-- BEGIN Exercise data --

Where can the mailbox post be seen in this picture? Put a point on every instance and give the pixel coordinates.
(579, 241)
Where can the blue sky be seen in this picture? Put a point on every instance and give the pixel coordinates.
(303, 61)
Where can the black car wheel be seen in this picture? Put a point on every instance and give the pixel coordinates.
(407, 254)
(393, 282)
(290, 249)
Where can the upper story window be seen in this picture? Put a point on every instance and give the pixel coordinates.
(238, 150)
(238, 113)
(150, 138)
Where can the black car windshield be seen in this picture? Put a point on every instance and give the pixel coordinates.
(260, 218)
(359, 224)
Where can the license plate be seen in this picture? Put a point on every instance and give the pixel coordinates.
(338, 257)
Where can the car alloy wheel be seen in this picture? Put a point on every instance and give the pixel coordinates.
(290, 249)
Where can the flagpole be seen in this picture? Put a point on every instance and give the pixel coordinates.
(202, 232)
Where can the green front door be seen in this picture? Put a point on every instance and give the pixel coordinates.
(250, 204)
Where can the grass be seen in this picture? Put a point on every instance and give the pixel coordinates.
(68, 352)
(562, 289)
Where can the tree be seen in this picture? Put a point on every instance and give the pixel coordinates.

-- END Exercise data --

What to work on:
Express every line of the items above as a JSON list of strings, one string per line, and leave out any blank lines.

Final result:
[
  "Where can the mailbox post be seen in this picture? Put a point on every instance and give the pixel coordinates.",
  "(579, 241)",
  "Where can the blue sky be seen in this picture? Put a point on every instance and give the pixel coordinates.",
  "(303, 61)",
  "Where can the black car wheel be seen in this picture? Put a point on every instance and give the pixel coordinates.",
  "(407, 254)",
  "(393, 282)",
  "(290, 249)",
  "Where can the upper story window be seen in this picture? Put a point on every instance and give the pixel coordinates.",
  "(238, 150)",
  "(238, 113)",
  "(150, 138)",
  "Where can the black car windshield be seen in this picture? Put a point on every instance and give the pixel coordinates.",
  "(260, 218)",
  "(359, 224)",
  "Where can the license plate be seen in this picture? Put a point on every instance and give the pixel coordinates.",
  "(338, 257)",
  "Where can the car alloy wheel be seen in this picture? Put a point on every instance and give the pixel coordinates.",
  "(290, 249)",
  "Where can the flagpole be seen in this picture? Put a point on every instance and give the pixel coordinates.",
  "(202, 232)",
  "Where can the green front door be seen in this picture? Put a point on every instance and give the pixel coordinates.",
  "(250, 204)",
  "Where can the grass be seen in this picture? Put a point on every instance and give the pixel coordinates.",
  "(68, 352)",
  "(562, 289)",
  "Where can the tree be seen in this picture? Put a point on every instance and give the pixel coordinates."
]